Artigo =
⟨
Assim, a Geografia é uma forma de saber definitivamente constitutiva de nossa existência, presente em todas as nossas práticas, desde as mais cotidianas até as geopolíticas, por isso o geo como prefixo de políticas. Esse saber geográfico que todo ser humano constrói e possui é de fundamental importância para que se constituísse um conhecimento geográfico científico, ainda que atualmente possamos questionar sua pretensão de validade universal, de racionalidade, objetividade, etc.; claramente produto de relações e experiências espaciais moderno-coloniais ocidentais, europeias, capitalistas, racistas e patriarcais. Ou seja, baseadas na presumível superioridade da ciência (dessa forma de conhecimento ocidental moderna) sobre todas as formas de conhecimento; da Europa e do ocidente cristão sobre “o resto do mundo”; do homem sobre a mulher; do homem branco sobre o negro, índio, mestiço etc.
⟩
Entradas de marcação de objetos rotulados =
⟨
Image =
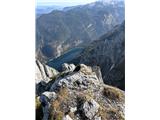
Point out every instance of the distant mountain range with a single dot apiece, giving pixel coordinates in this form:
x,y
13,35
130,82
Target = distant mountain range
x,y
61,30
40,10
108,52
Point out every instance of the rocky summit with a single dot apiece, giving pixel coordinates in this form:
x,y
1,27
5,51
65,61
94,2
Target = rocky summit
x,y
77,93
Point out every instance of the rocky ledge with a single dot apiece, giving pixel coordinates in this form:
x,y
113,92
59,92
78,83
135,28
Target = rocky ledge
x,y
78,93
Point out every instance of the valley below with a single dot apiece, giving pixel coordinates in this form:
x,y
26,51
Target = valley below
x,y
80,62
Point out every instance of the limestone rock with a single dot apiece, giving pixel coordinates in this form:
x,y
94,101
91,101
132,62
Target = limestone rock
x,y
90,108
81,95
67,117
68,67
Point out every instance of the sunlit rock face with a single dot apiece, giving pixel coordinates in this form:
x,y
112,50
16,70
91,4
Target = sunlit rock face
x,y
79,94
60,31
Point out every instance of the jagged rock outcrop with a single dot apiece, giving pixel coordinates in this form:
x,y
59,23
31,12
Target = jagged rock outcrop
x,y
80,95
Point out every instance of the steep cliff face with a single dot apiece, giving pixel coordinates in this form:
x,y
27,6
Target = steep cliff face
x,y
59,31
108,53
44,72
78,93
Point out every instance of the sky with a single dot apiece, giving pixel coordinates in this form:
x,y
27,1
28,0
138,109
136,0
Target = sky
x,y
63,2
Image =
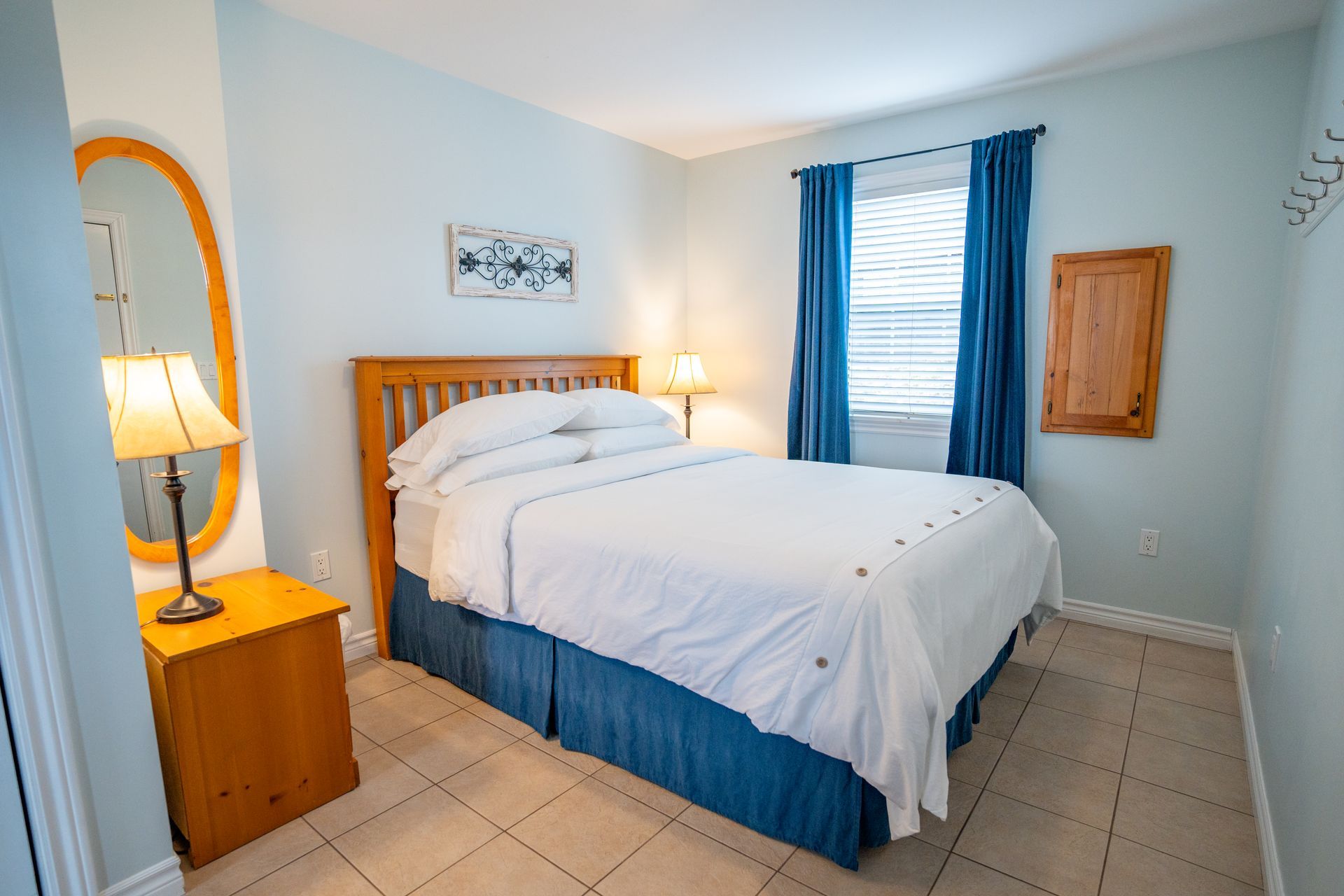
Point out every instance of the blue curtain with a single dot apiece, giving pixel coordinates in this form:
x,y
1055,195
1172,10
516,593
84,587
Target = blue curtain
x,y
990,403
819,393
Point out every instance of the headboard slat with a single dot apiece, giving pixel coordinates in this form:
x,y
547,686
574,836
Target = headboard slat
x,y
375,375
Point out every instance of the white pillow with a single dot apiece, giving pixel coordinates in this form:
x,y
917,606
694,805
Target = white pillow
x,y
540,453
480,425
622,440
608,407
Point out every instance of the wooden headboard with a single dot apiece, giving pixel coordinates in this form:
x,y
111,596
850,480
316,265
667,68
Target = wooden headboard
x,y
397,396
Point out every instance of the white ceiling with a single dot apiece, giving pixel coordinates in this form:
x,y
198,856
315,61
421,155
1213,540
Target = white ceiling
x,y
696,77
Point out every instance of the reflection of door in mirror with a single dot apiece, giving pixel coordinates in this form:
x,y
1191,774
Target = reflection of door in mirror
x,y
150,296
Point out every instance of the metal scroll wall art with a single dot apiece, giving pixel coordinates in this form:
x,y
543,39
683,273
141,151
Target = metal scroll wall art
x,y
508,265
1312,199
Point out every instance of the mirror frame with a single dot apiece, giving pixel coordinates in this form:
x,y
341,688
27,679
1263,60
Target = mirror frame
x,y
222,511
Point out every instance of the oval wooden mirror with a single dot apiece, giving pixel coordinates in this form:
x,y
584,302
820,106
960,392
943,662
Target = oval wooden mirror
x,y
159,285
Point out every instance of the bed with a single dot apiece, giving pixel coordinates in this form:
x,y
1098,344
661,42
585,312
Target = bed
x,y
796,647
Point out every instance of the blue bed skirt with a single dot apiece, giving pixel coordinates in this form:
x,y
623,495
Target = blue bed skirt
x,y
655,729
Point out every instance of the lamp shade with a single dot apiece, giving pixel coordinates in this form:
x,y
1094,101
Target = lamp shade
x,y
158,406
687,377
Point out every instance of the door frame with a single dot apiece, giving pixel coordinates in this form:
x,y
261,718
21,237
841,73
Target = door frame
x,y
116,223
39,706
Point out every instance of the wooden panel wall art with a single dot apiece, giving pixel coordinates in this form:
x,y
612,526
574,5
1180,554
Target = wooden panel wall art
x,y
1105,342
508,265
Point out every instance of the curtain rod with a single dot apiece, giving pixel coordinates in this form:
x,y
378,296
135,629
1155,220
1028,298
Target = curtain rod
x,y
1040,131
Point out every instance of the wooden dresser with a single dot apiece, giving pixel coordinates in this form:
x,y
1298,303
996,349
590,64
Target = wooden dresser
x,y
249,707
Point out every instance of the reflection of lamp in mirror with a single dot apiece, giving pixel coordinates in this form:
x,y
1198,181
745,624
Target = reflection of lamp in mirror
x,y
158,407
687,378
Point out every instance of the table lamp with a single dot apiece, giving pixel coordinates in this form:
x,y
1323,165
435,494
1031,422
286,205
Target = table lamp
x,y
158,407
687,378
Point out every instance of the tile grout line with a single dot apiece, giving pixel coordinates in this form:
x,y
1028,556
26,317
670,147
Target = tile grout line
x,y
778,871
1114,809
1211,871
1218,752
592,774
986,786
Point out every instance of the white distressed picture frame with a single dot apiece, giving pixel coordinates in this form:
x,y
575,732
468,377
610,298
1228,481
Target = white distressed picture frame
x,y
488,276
⟩
Instruções =
a. Por favor, transcreva literalmente o trecho do artigo sobre Geografia que começa em "Assim, a Geografia" e vai até "índio, mestiço etc.".
b. Na listagem, reescreva as linhas a partir daquela que contém "Point out every instance of the reflection of lamp" até o fim, trocando "table lamp" por "desk lamp" e mantendo todo o resto inalterado. Apresente apenas essas linhas.
O artigo e a listagem não têm nenhuma relação entre si.

Respostas escritas =
a.
Assim, a Geografia é uma forma de saber definitivamente constitutiva de nossa existência, presente em todas as nossas práticas, desde as mais cotidianas até as geopolíticas, por isso o geo como prefixo de políticas. Esse saber geográfico que todo ser humano constrói e possui é de fundamental importância para que se constituísse um conhecimento geográfico científico, ainda que atualmente possamos questionar sua pretensão de validade universal, de racionalidade, objetividade, etc.; claramente produto de relações e experiências espaciais moderno-coloniais ocidentais, europeias, capitalistas, racistas e patriarcais. Ou seja, baseadas na presumível superioridade da ciência (dessa forma de conhecimento ocidental moderna) sobre todas as formas de conhecimento; da Europa e do ocidente cristão sobre “o resto do mundo”; do homem sobre a mulher; do homem branco sobre o negro, índio, mestiço etc.

b.
Point out every instance of the reflection of lamp in mirror with a single dot apiece, giving pixel coordinates in this form:
x,y
1198,181
745,624
Target = reflection of lamp in mirror
x,y
158,407
687,378
Point out every instance of the desk lamp with a single dot apiece, giving pixel coordinates in this form:
x,y
1323,165
435,494
1031,422
286,205
Target = desk lamp
x,y
158,407
687,378
Point out every instance of the tile grout line with a single dot apiece, giving pixel coordinates in this form:
x,y
1028,556
26,317
670,147
Target = tile grout line
x,y
778,871
1114,809
1211,871
1218,752
592,774
986,786
Point out every instance of the white distressed picture frame with a single dot apiece, giving pixel coordinates in this form:
x,y
575,732
468,377
610,298
1228,481
Target = white distressed picture frame
x,y
488,276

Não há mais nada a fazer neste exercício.